#### [PASSAGE PROVIDED]
____________________

Mechanistic analysis of a suicide inactivator of histone demethylase LSD1

Lysine-specific demethylase 1 (LSD1) is a transcriptional repressor and a flavin-dependent amine oxidase that is responsible for the removal of methyl from lysine 4 of histone H3. In this study, we characterize the mechanism and scope of LSD1 inhibition by a propargylamine-derivatized histone H3 substrate (1). Unlike aziridinyl and cyclopropylamine-derivatized histone H3 peptide substrate analogues, compound I appears to covalently modify and irreversibly inactivate LSD1 with high potency. Accompanying this inactivation is a spectroscopic change, which shifts the absorbance maximum to 392 nm. Spectral changes associated with the 1-LSD1 complex and reactivity to decreased pH and sodium borohydride treatment were suggestive of a structure involving a flavin-linked inhibitor conjugate between N-5 of the flavin and the terminal carbon of the inhibitor. Using a C-13-labeled inhibitor, NMR analysis of the 1-flavin conjugate was consistent with this structural assignment. Kinetic analysis of the spectroscopic shift induced by 1 showed that the flavin adduct formed in a reaction with kinetic constants similar to those of the LSD1 inactivation process. Taken together, these data support a mechanism of LSD1 inactivation by I involving amine oxidation followed by Michael addition to the propargylic imine. We further examined the potential for a biotinylated analogue of I (1-Btn) to be used as a tool in affinity pulldown experiments. Using 1-Btn, it was feasible to selectively pull down spiked and endogenous LSD I from HeLa cell nuclear extracts, setting the stage for activity-based demethylase proteomics.

____________________

[Phrase grounding data]
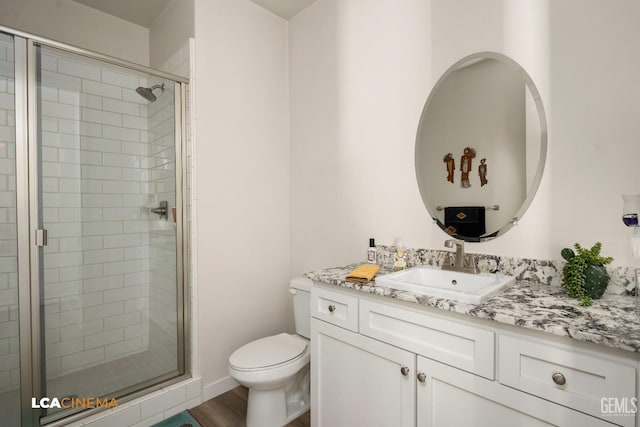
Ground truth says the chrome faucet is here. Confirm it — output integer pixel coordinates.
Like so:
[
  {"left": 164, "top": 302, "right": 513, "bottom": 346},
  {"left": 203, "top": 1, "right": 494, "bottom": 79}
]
[{"left": 442, "top": 239, "right": 479, "bottom": 274}]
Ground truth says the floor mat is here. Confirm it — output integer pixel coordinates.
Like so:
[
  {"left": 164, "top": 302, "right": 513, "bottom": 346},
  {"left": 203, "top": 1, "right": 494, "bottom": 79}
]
[{"left": 153, "top": 411, "right": 202, "bottom": 427}]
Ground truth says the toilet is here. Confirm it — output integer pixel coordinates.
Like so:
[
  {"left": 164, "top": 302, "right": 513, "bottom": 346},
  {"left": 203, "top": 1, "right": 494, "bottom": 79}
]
[{"left": 229, "top": 277, "right": 311, "bottom": 427}]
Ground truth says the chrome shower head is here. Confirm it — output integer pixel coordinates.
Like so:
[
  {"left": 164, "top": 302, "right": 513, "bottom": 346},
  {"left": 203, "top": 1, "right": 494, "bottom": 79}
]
[{"left": 136, "top": 83, "right": 164, "bottom": 102}]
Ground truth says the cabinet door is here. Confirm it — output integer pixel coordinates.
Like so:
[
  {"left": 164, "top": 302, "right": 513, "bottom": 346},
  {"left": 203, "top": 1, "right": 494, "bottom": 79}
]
[
  {"left": 416, "top": 356, "right": 612, "bottom": 427},
  {"left": 311, "top": 319, "right": 416, "bottom": 427}
]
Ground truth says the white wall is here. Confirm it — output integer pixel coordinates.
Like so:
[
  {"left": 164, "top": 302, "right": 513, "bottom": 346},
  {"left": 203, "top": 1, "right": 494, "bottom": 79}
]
[
  {"left": 289, "top": 0, "right": 640, "bottom": 275},
  {"left": 149, "top": 0, "right": 195, "bottom": 70},
  {"left": 0, "top": 0, "right": 149, "bottom": 65},
  {"left": 194, "top": 0, "right": 292, "bottom": 397}
]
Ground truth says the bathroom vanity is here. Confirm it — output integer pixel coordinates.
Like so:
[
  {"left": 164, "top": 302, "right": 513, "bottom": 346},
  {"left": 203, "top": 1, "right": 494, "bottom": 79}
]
[{"left": 306, "top": 266, "right": 640, "bottom": 427}]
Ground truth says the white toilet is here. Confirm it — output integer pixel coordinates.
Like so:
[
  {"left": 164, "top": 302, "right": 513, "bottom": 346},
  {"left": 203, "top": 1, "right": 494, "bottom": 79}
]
[{"left": 229, "top": 277, "right": 311, "bottom": 427}]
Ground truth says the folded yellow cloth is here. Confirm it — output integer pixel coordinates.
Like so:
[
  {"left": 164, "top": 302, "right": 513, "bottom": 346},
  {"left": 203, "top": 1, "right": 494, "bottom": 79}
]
[{"left": 346, "top": 264, "right": 380, "bottom": 283}]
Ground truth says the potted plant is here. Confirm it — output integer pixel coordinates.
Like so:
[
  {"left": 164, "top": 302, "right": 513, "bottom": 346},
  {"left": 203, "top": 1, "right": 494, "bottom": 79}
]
[{"left": 560, "top": 242, "right": 613, "bottom": 307}]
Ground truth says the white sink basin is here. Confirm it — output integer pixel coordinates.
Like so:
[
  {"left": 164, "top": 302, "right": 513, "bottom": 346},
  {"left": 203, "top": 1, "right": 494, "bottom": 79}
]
[{"left": 376, "top": 266, "right": 515, "bottom": 304}]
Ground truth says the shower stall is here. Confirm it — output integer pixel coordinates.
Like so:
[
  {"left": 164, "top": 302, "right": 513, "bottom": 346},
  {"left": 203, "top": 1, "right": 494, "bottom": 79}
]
[{"left": 0, "top": 28, "right": 189, "bottom": 426}]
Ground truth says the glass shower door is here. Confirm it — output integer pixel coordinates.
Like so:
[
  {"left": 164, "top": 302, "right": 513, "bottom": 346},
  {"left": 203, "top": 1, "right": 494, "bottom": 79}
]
[
  {"left": 0, "top": 32, "right": 21, "bottom": 426},
  {"left": 36, "top": 46, "right": 183, "bottom": 422}
]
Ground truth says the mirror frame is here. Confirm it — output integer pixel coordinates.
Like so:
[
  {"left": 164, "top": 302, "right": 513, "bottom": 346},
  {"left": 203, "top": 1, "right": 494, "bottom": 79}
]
[{"left": 414, "top": 51, "right": 548, "bottom": 242}]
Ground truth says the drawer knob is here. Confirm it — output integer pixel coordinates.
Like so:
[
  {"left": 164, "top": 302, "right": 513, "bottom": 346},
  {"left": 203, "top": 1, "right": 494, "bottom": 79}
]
[{"left": 551, "top": 372, "right": 567, "bottom": 385}]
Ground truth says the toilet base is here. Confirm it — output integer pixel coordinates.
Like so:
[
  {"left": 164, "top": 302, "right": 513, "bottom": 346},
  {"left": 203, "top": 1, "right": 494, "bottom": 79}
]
[{"left": 247, "top": 387, "right": 309, "bottom": 427}]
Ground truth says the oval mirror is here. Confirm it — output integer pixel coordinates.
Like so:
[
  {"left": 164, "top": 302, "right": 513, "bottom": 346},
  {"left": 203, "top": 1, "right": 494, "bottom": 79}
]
[{"left": 415, "top": 52, "right": 547, "bottom": 242}]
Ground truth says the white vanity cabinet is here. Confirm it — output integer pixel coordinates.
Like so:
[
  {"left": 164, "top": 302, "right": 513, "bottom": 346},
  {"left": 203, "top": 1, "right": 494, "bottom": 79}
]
[
  {"left": 311, "top": 319, "right": 416, "bottom": 427},
  {"left": 311, "top": 284, "right": 638, "bottom": 427}
]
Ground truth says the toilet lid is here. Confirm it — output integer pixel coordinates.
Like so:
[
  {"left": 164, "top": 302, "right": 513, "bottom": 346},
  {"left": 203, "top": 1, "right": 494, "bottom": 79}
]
[{"left": 229, "top": 333, "right": 307, "bottom": 369}]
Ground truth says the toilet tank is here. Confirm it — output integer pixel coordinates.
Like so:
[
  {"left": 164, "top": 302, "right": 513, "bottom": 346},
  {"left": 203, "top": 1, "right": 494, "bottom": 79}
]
[{"left": 289, "top": 277, "right": 312, "bottom": 338}]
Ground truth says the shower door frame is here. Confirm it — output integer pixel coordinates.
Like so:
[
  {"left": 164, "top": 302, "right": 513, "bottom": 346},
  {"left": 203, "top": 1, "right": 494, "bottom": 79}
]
[{"left": 5, "top": 26, "right": 191, "bottom": 427}]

____________________

#### [COMPLETE THE FOLLOWING]
A - Condense the paragraph of the abstract on LSD1 inactivation that begins "Lysine-specific demethylase 1 (LSD1) is a transcriptional repressor" into a bulleted list that keeps its main facts.
B - Answer these questions from the abstract on LSD1 inactivation:
(i) To what wavelength does the absorbance maximum shift during inactivation?
(ii) What kind of labeled inhibitor was used for the NMR analysis?
(iii) From what extracts was LSD1 pulled down using the biotinylated analogue?
The lines are separate material from the abstract on LSD1 inactivation and are not connected to its content.

#### [RESPONSES FOR EACH TASK]
A -
- LSD1 is a transcriptional repressor and a flavin-dependent amine oxidase that removes methyl from lysine 4 of histone H3.
- The study characterizes the mechanism and scope of LSD1 inhibition by a propargylamine-derivatized histone H3 substrate.
- Unlike aziridinyl and cyclopropylamine-derivatized analogues, this inhibitor appears to covalently modify and irreversibly inactivate LSD1 with high potency.
- Inactivation is accompanied by a spectroscopic change that shifts the absorbance maximum to 392 nm.
- Spectral changes, reactivity to decreased pH and reactivity to sodium borohydride treatment suggest a flavin-linked conjugate between N-5 of the flavin and the terminal carbon of the inhibitor.
- NMR analysis using a C-13-labeled inhibitor was consistent with this structure.
- The flavin adduct formed with kinetic constants similar to those of LSD1 inactivation.
- The proposed mechanism is amine oxidation followed by Michael addition to the propargylic imine.
- A biotinylated analogue selectively pulled down spiked and endogenous LSD1 from HeLa cell nuclear extracts, setting the stage for activity-based demethylase proteomics.

B -
(i) 392 nm
(ii) A C-13-labeled inhibitor
(iii) HeLa cell nuclear extracts